• [Trecho selecionado]:
────────
Em meio a superlotação e abandono completo do conforto e higiene, os detentos passam a comandar internamente a cadeia obtendo até um acordo com as autoridades da cadeia. Nesse acordo, as autoridades não interfeririam na vida dos detentos desde que eles não criassem um problema no exterior. Pouco faltava para que acontecesse uma tragédia. Então fazia parte da vida diária do presidiário a violência extrema, comércio de drogas (e outras coisas), falta de policiamento e níveis epidêmicos de falta de saúde.

“Sem chance.”

Num ambiente desses, logicamente não há uma reforma educacional. Os estupradores são parte da pior estipe, poucos vivem. Há um setor que serve exatamente para os detentos que tem medo de morrer. Nesse setor, superlotado, não há sol. Isso conclui que os detentos preferem viver em condições subumanas para evitar a morte certa. Os detentos se mostram muito sinceros, falando de seus crimes sem arrependimento. O médico se mostra sempre neutro e sorridente. E as autoridades se mostram consoladas. Tudo vive numa perfeita harmonia. Esse é o problema do filme. O conflito só se mostrou no momento da rebelião, sendo que essa não era a realidade. Por ser um filme feito sob a visão dos detentos (com um espetacular manejo de flashbacks que mostram as vidas dos detentos antes de entrarem no Carandiru), os crimes são sempre justificados, mas isso não explica a falta de humanidade gerada nas pessoas. Homossexualismo é cômico, as drogas são permitidas (seguindo aquela linha de pensamento que o consumo de drogas é conseqüência, então deve haver uma reforma para que não se droguem; mas como não há essa reforma, fica tudo parado) e a polícia é implacável, com um caráter quase psicótico (frio e agressivo).

“Culpa tem remédio, doutor?”

É interessante ver outros aspectos da vida dos detentos. O sofrimento dos familiares se mostra tão grande quanto a agonia dos que estão dentro da cadeia. Pessoas jovens, bonitas, cultas e tranqüilas também são capazes de cometer crimes e não são poupados dentro da cadeia. Entre os próprios detentos, há uma falta de piedade e mostra a paranóia que a droga é capaz de gerar. A religião se mostra sempre presente, mas ao mesmo tempo, é algo morto, que não é capaz de salvar ou, ao menos, interfere na vida dos detentos. No final das contas, os presos são visto como verdadeiras caricaturas da sociedade brasileira (tão diversificada quanto ela é). Inclusive, é perceptível uso de grande quantidade de estrelas cinematográficas brasileiras (entre eles estão: Wagner Moura, Rita Cadilac, Rodrigo Santoro, Caio Blat, Lázaro Ramos, etc.).

“Havia duas escolhas: esquecer ou voltar.”
────────
• [Listagem de dados]:
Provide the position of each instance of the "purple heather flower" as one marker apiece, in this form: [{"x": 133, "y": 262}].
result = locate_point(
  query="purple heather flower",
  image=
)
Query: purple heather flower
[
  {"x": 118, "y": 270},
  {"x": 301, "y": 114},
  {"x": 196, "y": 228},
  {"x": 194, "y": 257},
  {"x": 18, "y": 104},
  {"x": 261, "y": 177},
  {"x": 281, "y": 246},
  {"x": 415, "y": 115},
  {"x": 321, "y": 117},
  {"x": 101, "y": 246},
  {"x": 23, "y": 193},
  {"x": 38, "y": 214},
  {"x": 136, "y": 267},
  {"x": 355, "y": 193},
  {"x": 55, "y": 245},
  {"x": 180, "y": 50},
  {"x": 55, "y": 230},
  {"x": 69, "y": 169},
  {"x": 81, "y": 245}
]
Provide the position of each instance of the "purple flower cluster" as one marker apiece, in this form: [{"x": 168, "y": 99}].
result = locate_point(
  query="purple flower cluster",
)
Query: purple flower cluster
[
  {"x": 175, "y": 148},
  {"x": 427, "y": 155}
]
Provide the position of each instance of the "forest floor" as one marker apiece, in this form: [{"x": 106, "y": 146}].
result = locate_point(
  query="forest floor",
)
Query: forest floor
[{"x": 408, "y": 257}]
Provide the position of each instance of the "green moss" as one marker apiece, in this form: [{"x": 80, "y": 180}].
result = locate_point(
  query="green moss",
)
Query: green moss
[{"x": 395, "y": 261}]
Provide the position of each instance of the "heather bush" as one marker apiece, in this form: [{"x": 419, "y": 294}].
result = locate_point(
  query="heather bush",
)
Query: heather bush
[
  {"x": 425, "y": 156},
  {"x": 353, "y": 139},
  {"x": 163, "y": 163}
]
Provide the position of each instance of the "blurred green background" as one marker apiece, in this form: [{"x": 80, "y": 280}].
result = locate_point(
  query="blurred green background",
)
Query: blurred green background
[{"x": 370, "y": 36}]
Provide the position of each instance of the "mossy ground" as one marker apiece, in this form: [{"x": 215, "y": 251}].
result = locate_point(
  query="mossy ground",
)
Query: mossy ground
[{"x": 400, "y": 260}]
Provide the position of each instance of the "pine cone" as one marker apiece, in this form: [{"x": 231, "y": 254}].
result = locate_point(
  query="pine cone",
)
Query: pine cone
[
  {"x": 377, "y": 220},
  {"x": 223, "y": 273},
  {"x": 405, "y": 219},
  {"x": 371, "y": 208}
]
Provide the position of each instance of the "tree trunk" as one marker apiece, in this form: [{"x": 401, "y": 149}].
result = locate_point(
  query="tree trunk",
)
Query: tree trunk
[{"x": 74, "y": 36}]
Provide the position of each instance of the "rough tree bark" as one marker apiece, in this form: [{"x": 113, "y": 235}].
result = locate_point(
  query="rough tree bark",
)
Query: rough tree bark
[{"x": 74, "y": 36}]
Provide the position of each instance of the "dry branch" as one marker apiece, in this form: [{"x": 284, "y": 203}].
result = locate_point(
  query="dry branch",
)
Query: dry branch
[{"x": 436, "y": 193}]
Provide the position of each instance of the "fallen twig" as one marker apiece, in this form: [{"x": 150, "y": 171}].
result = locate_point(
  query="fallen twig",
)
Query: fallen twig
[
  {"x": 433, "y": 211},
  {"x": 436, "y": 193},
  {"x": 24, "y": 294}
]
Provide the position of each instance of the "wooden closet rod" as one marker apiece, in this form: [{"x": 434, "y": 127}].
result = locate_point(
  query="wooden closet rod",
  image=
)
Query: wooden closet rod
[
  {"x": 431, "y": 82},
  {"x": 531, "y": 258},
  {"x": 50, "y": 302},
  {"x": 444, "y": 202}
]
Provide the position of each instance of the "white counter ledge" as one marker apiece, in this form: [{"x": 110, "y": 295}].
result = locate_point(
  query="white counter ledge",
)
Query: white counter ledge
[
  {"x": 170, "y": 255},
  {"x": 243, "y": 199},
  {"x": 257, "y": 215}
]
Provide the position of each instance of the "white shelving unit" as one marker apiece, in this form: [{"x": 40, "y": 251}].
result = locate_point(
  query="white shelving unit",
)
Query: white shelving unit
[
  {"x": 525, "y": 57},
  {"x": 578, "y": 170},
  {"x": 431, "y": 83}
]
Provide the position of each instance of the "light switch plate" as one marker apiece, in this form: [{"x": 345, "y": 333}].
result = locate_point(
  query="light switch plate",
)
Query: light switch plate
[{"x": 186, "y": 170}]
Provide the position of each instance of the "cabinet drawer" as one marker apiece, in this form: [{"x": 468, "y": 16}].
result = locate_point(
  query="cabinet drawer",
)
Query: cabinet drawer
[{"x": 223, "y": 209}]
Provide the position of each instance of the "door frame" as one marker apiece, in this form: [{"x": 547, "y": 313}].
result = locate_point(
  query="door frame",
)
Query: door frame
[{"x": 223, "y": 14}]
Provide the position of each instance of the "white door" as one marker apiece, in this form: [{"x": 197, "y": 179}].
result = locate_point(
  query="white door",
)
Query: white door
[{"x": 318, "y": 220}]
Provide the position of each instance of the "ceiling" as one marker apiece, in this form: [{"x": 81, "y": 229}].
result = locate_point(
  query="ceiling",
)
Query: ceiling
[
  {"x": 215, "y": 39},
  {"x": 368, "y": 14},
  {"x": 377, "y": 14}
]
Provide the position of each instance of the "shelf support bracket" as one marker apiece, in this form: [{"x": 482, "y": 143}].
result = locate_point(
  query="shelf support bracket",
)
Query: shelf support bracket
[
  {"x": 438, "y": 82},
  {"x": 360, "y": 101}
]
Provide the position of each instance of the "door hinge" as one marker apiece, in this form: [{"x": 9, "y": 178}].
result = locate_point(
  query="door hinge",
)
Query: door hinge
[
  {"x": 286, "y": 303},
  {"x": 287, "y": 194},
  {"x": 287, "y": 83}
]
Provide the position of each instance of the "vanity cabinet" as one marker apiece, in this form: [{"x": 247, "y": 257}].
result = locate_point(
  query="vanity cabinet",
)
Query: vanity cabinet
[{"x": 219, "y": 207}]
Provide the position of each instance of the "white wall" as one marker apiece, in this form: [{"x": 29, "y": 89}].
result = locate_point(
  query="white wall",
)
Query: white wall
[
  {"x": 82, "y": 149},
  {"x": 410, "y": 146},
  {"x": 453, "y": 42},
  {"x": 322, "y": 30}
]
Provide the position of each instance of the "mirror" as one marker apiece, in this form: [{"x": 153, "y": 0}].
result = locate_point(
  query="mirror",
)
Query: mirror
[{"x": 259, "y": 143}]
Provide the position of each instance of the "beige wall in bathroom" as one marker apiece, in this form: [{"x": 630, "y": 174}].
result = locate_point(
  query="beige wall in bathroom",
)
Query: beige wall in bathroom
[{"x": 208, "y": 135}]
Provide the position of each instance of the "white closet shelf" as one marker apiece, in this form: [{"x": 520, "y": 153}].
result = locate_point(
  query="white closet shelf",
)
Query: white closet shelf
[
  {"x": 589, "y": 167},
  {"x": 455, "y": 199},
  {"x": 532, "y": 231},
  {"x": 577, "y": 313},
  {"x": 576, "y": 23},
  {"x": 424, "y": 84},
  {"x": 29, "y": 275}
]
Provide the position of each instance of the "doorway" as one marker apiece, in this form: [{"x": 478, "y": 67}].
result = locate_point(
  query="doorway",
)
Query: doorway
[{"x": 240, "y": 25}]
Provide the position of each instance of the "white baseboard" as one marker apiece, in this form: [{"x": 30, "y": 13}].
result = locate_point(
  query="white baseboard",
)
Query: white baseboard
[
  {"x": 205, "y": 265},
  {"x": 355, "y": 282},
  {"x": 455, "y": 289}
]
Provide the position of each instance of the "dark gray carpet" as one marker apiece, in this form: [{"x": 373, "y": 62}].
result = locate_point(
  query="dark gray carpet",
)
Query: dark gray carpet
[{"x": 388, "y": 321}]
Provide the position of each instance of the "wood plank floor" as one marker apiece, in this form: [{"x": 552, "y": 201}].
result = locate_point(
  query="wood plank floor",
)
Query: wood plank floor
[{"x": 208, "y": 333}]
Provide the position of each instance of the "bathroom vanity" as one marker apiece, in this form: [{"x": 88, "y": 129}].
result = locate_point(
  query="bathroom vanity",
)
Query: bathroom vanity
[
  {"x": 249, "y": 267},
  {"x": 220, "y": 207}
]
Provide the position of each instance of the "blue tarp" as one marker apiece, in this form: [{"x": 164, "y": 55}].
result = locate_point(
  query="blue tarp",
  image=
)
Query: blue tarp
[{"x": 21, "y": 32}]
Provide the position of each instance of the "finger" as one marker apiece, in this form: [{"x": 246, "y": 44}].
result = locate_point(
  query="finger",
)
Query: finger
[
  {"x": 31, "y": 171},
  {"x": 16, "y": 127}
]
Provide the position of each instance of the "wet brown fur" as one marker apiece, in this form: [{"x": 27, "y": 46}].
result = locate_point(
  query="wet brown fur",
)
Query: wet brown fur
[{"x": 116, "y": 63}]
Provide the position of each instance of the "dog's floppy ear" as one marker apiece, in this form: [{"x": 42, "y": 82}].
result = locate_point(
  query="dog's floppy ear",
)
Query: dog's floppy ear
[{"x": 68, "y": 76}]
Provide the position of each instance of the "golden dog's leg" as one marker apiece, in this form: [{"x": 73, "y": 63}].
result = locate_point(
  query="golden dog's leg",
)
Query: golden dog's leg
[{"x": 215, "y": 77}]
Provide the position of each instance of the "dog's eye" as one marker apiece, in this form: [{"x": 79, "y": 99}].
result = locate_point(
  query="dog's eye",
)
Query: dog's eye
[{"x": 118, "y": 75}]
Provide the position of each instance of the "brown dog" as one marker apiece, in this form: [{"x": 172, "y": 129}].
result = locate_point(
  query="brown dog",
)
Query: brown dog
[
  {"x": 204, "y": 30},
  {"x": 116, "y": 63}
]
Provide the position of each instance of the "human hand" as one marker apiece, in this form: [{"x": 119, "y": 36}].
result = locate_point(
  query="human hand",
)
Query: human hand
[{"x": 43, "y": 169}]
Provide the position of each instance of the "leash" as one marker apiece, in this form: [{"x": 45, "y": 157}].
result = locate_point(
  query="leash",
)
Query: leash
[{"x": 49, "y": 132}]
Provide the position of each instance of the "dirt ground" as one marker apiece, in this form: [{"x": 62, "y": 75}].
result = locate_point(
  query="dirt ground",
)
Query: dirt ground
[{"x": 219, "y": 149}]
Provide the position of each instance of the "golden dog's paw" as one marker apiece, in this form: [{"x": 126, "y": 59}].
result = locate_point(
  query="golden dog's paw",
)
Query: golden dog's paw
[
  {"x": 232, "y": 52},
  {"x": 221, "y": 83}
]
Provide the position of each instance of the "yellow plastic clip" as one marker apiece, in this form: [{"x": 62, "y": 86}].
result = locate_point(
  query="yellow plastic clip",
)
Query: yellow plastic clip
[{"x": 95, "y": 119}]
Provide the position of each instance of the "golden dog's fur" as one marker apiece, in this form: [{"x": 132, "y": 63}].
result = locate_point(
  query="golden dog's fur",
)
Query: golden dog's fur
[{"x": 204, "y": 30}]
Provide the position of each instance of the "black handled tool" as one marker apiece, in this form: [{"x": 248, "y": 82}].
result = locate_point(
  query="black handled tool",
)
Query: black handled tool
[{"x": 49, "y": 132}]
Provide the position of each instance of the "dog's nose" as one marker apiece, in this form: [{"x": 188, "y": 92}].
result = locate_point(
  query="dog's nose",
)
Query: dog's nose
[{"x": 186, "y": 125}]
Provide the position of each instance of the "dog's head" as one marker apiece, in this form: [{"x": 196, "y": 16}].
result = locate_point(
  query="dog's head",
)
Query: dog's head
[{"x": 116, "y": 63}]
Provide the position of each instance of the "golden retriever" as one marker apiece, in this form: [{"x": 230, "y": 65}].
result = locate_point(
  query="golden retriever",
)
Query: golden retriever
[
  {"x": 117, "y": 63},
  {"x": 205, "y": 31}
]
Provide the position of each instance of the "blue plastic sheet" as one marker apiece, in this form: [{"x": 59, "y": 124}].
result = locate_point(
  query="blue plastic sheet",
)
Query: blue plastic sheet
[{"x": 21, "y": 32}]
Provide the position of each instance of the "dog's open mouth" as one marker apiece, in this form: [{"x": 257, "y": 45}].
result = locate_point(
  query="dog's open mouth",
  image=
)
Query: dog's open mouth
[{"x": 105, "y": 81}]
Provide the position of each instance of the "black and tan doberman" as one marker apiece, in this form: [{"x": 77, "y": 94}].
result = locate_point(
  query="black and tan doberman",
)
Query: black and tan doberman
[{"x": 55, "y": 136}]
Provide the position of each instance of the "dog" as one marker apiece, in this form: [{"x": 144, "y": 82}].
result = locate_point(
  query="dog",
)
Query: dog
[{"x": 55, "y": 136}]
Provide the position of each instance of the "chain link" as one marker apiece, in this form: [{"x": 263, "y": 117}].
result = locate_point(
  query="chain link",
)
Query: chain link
────────
• [O que fazer]:
[a] De acordo com o trecho, o que as autoridades da cadeia se comprometeram a fazer no acordo com os detentos?
[b] Reproduza, sem alterações, a passagem do trecho que vai de “Em meio a superlotação” até “falta de saúde.”.
As linhas acima formam um material independente do trecho.

• [Respostas escritas]:
[a] Não interferir na vida dos detentos, desde que eles não criassem um problema no exterior.

[b]
Em meio a superlotação e abandono completo do conforto e higiene, os detentos passam a comandar internamente a cadeia obtendo até um acordo com as autoridades da cadeia. Nesse acordo, as autoridades não interfeririam na vida dos detentos desde que eles não criassem um problema no exterior. Pouco faltava para que acontecesse uma tragédia. Então fazia parte da vida diária do presidiário a violência extrema, comércio de drogas (e outras coisas), falta de policiamento e níveis epidêmicos de falta de saúde.